Activity |
Every record below needs to be set down exactly. Pictures do not belong in the copy.

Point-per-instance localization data
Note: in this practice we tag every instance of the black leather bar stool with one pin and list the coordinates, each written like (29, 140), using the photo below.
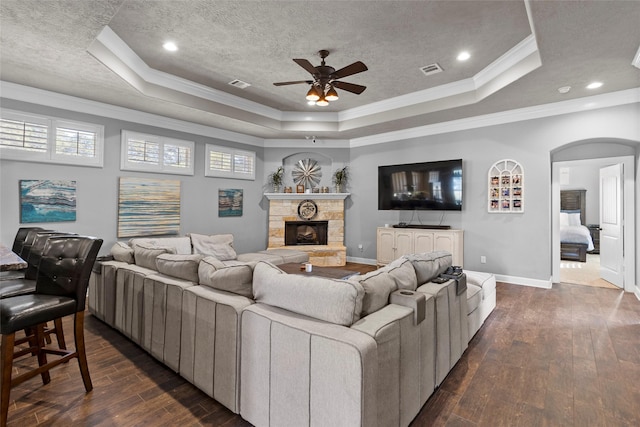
(27, 285)
(18, 242)
(61, 289)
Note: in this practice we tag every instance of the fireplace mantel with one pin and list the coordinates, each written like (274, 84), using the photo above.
(303, 196)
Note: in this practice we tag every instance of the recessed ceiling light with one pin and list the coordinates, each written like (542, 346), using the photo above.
(170, 46)
(463, 56)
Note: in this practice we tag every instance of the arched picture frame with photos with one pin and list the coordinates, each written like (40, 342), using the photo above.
(505, 183)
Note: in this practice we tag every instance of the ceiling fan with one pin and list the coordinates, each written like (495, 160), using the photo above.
(326, 79)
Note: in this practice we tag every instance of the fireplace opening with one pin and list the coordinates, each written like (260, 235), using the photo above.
(305, 233)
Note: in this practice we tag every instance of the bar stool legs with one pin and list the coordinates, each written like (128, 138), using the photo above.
(37, 346)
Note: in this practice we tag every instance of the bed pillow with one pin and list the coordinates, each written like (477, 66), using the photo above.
(217, 245)
(573, 219)
(145, 256)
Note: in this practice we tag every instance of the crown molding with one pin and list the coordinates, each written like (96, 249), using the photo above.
(81, 105)
(116, 55)
(613, 99)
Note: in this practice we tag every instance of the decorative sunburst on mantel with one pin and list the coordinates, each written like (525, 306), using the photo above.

Response below |
Note: in this practice we tag every instance of the black leather bar stool with one pin and list the coordinates, each written like (29, 140), using the photo below.
(27, 285)
(18, 242)
(61, 289)
Note: in this practice we tag every instance of the fireplace mantel with one pin and list the coordinates, each written like (274, 84), using the photo above.
(303, 196)
Note: in this practice we tag every instance of the recessed ceiling light with one pin and list the coordinates, each written like (542, 346), using the photo above.
(170, 46)
(463, 56)
Note: in this practice we tag every instance of the arched picture frame with photos with one pin and list the coordinates, each written like (40, 342), using the photo above.
(505, 183)
Note: in this practice we tag every instance of the ceiling fan with one pin and list the coordinates, each written like (495, 160), using the photo above.
(326, 79)
Note: in this practice we tag every instance of the fireplace opening with one pin and list the coordinates, each written like (260, 235), using the photo above.
(305, 233)
Note: in this practice we tag every instance of the bar stool legs with one pin and list the coordinates, each written like (128, 138), using the photo above.
(37, 346)
Note: in this practice we tag every instance of the bed pillow with one pin and list the coordinates, each written like (477, 66), using the photo above.
(217, 245)
(573, 219)
(145, 256)
Note: in this practice we tag every instance of the crown molding with one pin and list the coordinates, each written like (96, 249), using the photo above.
(81, 105)
(116, 55)
(613, 99)
Note: in this practice we tag every instance of the decorative sunburst on mantel with one pin and list the coordinates, each written like (525, 306), using the photo above.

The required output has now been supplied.